* [What is being asked]: In the address on American learning below, condense the paragraph beginning "There is, indeed, enough in our past history" into a short bulleted list that keeps its main facts.
[begin Reading passage]
Let me not be misunderstood. I advert to these considerations, not to disparage our country, or its institutions, or its means of extensive, I had almost said, of universal education. But we should not deceive ourselves with the notion, that, because education is liberally provided for, the highest learning is within the scope of that education. Our schools neither aim at, nor accomplish such objects. There is not a more dangerous error than that, which would

sooth us into indolence, by encouraging the belief, that our literature is all, it can, or ought to be; that all beyond is shadowy and unsubstantial, the vain theories of the scientific, or the reveries of mere scholars. The admonition, which addresses itself to my countrymen respecting their deficiencies, ought to awaken new energy to overcome them. They are accustomed to grapple with difficulties. They should hold nothing, which human genius or human enterprise has yet attained, as beyond their reach. The motto on their literary banner should be, Nec timeo nec sperno. I have no fears for the future. It may not be our lot to see our celebrity in letters rival that of our public polity and free institutions. But the time cannot be far distant. It is scarcely prophecy to declare, that our children must and will enjoy it. They will see, not merely the breathing marble, and the speaking picture among their arts, but science and learning every where paying a voluntary homage to American genius.

There is, indeed, enough in our past history to flatter our pride, and encourage our exertions. We are of the lineage of the Saxons, the countrymen of Bacon, Locke and Newton, as well as of Washington, Franklin and Fulton. We have read the history of our forefathers. They were men full of piety, and zeal, and an unconquerable love of liberty. They also loved human learning, and deemed it second only to divine. Here, on this very spot, in the bosom of the wilderness, within ten short years after their voluntary exile, in the midst of cares, and privations, and sufferings, they found time to rear a little school, and dedicate it to God and the church. It has grown; it has flourished; it is the venerable university, to whose walls her grateful children annually come with more than filial affection. The sons of such ancestors can never dishonor their memories; the pupils of such schools can never be indifferent to the cause of letters.

There is yet more in our present circumstances to inspire us with a wholesome consciousness of our

powers, and our destiny. We have just passed the Jubilee of our Independence, and witnessed the prayers and gratitude of millions ascending to Heaven for our public and private blessings. That independence was the achievement, not of faction and ignorance, but of hearts as pure, and minds as enlightened, and judgments as sound, as ever graced the annals of mankind. Among the leaders were statesmen and scholars, as well as heroes and patriots. We have followed many of them to the tomb, blest with the honors of their country. We have been privileged yet more; we have lived to witness an almost miraculous event in the departure of two great authors of our independence on that memorable and blessed day of Jubilee.
[end Reading passage]
[begin Dataset content]
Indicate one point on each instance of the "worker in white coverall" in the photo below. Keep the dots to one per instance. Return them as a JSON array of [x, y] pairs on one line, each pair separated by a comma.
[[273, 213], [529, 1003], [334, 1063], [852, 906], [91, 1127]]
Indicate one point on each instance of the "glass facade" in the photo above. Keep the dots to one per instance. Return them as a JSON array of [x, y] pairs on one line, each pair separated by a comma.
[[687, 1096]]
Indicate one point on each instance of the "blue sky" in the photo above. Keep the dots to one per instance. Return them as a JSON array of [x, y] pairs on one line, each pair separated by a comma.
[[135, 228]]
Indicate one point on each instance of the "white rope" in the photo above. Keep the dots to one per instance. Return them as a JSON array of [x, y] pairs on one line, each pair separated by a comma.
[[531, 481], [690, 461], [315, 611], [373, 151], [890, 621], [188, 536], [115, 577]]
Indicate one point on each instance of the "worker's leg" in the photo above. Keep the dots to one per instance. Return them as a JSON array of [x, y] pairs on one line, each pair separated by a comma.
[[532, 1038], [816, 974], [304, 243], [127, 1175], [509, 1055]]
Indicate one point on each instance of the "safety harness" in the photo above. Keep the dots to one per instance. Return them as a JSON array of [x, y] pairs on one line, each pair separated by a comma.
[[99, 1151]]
[end Dataset content]
* [Solution to this exercise]:
- Past history gives Americans reason for pride and effort.
- They descend from the Saxons and share a country with Bacon, Locke, and Newton, as well as Washington, Franklin, and Fulton.
- Their forefathers were pious, zealous, and devoted to liberty, and they valued human learning second only to divine learning.
- On this spot, within ten years of their exile and amid hardship in the wilderness, they founded a small school dedicated to God and the church.
- That school grew into the venerable university that its graduates revisit each year with deep affection.
- The descendants of such ancestors and the pupils of such schools can never dishonor them or be indifferent to learning.